William James (1962, p.15) felt that "The definition of Psychology may be best given in the words of Professor Ladd, as the description and explanation of states of consciousness as such... Psychology is to be treated as a natural science..." (italics in original). As far as happiness is concerned, James made no mention, at least not in this book.
A recent introductory text (Silverman, 1971, p.1) definess Psychology as "...the science that seeks to measure, explain, and sometimes change the behavior of man and other animals.". Happiness is not mentioned anywhere in the same text.
Hebb's famous 'Textbook of Psychology' (1972, p.15) defines Psychology as "...the study of the more complex forms of integration or organization in behavior.". A definition, or even a mention, of happiness, is absent.
Fox (1972, p.5) maintains that: "Psychology is a science, but it is also a philosophy and an art. As a science, Psychology is the study of behavior. As a philosophy, it is the study of persons. As an art, it is the intuitive application of what is known about persons and their behavior.". However, Fox does not mention happiness in his book.

INSTRUCTIONS FOR THE TASK: From the text on definitions of psychology, reproduce word for word the part that opens with the words containing "Hebb's famous 'Textbook" and closes with "happiness, is absent.".

EXTRACTED INFORMATION:
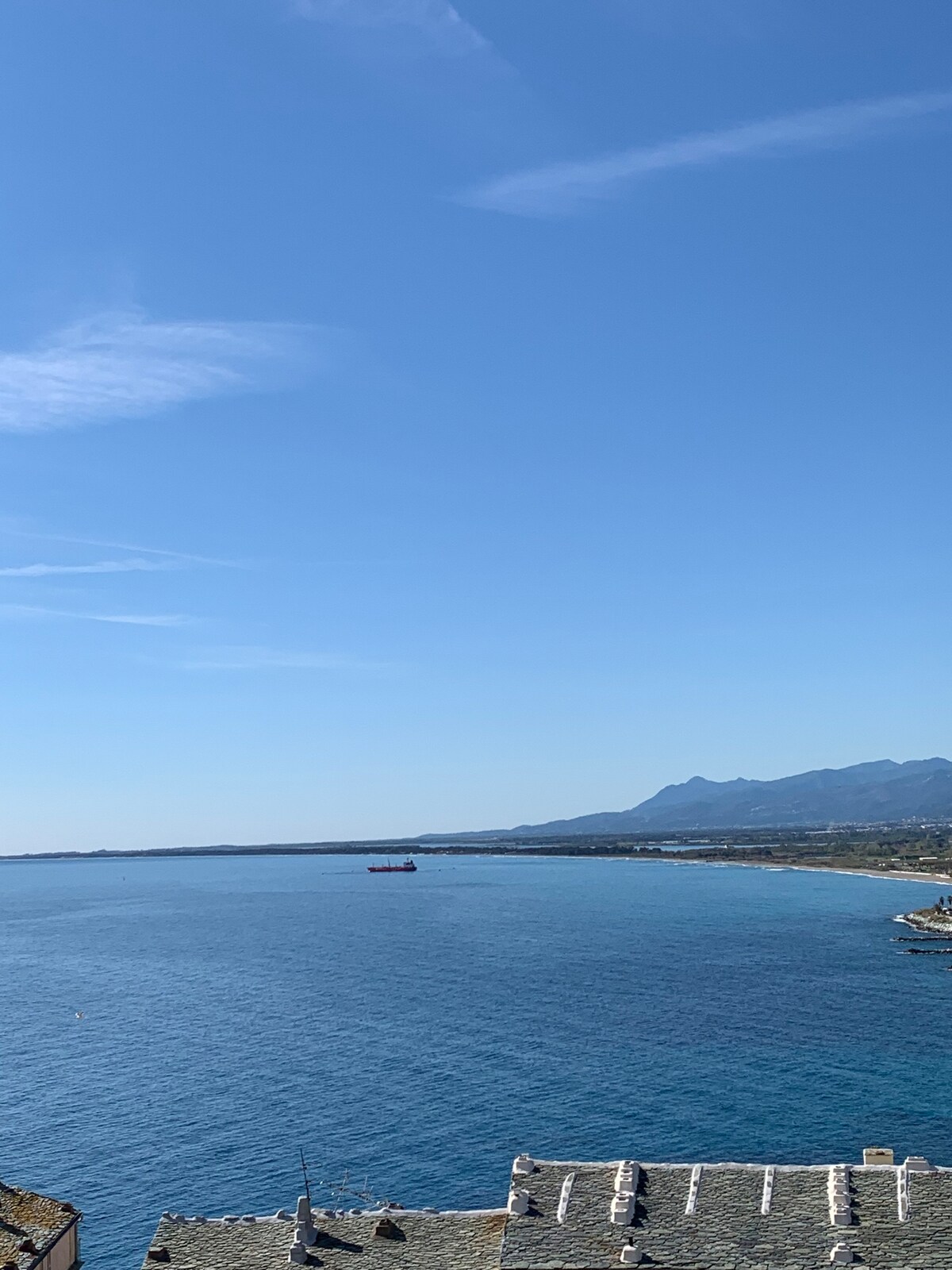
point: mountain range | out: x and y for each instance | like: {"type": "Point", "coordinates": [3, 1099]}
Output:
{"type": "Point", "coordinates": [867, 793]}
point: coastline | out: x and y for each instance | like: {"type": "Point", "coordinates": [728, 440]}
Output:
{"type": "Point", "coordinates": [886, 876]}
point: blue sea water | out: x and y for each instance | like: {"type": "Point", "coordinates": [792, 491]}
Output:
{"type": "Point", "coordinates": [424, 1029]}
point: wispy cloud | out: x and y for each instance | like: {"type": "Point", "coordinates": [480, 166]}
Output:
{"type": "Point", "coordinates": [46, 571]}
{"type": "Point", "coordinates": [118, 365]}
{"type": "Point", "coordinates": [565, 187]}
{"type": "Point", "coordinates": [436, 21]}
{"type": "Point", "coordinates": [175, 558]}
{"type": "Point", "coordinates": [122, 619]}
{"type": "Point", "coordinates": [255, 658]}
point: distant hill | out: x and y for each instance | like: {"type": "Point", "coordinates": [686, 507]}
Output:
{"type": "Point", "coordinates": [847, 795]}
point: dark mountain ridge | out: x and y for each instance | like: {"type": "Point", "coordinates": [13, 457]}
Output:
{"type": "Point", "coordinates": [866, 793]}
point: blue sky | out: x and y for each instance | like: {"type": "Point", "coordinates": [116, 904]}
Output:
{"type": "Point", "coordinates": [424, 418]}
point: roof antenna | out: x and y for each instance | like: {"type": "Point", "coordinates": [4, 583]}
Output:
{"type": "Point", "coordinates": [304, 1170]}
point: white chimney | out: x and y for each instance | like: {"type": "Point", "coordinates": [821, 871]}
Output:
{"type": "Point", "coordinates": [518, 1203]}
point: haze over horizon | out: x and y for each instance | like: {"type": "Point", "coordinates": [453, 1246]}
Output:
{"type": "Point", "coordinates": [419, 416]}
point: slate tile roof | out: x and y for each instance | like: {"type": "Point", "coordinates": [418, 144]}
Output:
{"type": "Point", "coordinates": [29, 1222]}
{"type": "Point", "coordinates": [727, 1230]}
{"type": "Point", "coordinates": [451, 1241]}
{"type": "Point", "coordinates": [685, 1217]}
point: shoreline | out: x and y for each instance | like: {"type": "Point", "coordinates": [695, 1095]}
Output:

...

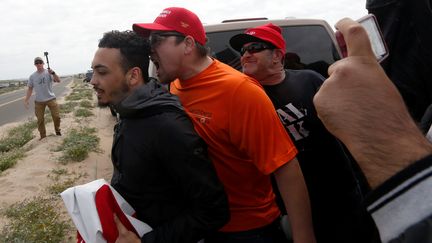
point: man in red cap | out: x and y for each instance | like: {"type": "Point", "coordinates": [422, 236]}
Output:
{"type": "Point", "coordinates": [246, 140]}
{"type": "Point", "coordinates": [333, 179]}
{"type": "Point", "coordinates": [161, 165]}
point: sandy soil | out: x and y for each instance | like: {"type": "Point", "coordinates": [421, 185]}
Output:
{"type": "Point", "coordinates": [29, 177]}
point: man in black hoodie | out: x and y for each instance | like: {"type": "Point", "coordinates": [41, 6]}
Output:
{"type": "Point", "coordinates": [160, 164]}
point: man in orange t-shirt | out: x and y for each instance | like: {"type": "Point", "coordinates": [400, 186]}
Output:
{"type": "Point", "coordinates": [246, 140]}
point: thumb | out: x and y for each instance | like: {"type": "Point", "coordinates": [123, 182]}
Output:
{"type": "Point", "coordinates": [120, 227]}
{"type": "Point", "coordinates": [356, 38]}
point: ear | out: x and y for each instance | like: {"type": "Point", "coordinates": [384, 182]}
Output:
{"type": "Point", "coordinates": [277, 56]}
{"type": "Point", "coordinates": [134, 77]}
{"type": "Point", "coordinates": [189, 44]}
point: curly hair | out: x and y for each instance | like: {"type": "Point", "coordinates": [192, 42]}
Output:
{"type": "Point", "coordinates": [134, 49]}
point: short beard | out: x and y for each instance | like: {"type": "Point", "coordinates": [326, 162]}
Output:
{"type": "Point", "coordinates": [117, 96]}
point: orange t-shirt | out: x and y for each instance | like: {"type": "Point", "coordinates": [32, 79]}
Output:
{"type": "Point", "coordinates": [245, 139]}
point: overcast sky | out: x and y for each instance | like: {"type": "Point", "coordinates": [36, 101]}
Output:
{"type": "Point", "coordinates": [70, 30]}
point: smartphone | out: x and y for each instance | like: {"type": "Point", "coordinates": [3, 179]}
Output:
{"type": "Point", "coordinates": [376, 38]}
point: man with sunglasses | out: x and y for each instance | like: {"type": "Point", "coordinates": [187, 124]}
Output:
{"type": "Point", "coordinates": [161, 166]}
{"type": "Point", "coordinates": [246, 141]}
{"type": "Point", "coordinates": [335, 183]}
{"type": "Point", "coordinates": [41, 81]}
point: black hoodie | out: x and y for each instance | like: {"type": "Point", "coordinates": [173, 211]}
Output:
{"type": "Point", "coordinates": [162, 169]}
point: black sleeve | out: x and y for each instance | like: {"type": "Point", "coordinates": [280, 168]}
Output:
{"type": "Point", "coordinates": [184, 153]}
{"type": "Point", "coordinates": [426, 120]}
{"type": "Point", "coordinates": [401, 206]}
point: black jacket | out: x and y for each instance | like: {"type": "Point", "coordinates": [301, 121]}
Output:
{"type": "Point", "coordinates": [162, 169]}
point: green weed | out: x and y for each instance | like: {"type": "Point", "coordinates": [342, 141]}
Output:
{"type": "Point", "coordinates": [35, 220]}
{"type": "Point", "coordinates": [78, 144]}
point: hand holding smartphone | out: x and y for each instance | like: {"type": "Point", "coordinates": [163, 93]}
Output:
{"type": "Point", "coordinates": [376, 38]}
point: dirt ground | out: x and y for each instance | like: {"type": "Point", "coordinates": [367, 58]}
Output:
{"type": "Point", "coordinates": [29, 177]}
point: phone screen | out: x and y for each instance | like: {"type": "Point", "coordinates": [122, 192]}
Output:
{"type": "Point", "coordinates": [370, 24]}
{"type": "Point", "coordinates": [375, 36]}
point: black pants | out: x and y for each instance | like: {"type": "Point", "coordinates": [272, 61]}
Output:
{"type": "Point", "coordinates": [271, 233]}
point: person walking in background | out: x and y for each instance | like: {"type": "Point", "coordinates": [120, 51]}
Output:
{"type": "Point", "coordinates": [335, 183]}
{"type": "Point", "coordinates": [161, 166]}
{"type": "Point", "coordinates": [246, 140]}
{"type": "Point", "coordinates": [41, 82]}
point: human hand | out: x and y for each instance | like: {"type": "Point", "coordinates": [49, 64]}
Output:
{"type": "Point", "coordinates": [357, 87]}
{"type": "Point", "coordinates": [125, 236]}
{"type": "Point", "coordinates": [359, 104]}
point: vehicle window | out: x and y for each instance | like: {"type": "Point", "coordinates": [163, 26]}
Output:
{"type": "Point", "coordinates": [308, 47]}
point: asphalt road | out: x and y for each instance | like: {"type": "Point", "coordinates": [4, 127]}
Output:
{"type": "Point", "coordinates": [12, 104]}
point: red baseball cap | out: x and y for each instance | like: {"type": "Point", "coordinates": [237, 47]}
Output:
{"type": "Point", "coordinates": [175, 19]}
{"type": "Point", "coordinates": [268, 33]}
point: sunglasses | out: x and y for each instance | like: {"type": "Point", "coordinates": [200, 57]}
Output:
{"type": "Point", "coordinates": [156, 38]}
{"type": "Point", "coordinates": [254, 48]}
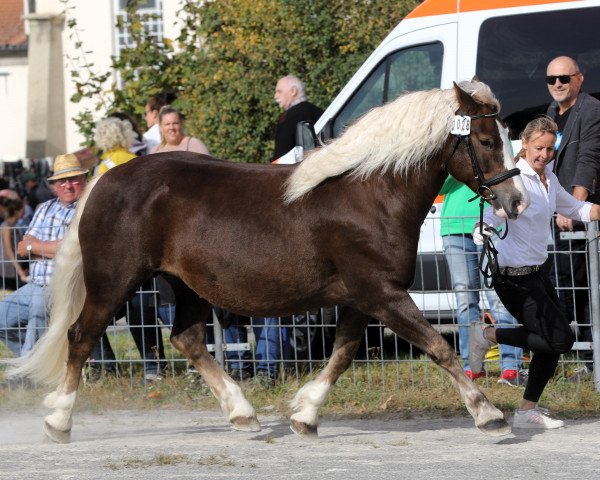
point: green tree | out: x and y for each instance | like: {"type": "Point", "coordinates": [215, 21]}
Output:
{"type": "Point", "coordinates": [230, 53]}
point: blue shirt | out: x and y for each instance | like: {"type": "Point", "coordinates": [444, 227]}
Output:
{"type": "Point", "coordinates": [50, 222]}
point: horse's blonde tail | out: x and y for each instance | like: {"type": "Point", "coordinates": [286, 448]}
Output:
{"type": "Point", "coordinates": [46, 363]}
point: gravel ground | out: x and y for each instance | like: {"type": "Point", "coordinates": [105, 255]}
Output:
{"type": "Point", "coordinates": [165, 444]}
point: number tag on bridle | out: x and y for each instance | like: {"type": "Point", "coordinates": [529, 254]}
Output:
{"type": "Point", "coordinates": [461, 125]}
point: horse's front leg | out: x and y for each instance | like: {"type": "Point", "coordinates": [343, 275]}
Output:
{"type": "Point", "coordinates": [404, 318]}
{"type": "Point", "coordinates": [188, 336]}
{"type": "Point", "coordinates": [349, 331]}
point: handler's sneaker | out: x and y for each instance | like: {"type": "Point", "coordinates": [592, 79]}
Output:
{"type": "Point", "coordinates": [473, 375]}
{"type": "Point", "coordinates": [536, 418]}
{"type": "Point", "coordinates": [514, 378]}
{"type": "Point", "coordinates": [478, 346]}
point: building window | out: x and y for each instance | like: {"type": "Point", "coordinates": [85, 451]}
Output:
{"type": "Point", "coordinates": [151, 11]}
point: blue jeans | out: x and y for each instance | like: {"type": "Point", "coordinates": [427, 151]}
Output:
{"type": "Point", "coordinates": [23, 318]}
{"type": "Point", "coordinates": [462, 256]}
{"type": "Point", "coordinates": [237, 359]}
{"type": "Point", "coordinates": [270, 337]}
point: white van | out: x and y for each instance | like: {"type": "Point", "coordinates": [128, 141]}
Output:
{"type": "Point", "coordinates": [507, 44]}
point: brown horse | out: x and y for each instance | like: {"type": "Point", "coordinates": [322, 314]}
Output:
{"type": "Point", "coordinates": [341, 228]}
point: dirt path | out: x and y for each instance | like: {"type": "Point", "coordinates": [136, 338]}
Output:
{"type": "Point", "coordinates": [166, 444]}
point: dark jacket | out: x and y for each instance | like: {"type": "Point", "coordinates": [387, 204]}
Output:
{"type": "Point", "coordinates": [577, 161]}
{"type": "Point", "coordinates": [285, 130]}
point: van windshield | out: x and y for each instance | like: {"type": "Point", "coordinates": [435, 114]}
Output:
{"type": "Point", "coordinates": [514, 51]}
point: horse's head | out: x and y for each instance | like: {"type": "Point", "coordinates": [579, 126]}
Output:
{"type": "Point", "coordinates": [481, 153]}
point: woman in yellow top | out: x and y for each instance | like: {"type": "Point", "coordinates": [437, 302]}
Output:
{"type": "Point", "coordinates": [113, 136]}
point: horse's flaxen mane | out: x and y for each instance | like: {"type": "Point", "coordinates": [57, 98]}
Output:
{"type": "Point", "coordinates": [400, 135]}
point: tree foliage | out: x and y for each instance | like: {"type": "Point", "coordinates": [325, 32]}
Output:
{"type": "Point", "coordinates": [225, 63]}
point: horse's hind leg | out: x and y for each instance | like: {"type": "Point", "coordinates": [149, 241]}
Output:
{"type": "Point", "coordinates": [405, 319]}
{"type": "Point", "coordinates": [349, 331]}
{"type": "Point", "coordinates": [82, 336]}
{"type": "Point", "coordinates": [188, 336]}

ANSWER TO THE PROBLEM:
Hebb's famous 'Textbook of Psychology' (1972, p.15) defines Psychology as "...the study of the more complex forms of integration or organization in behavior.". A definition, or even a mention, of happiness, is absent.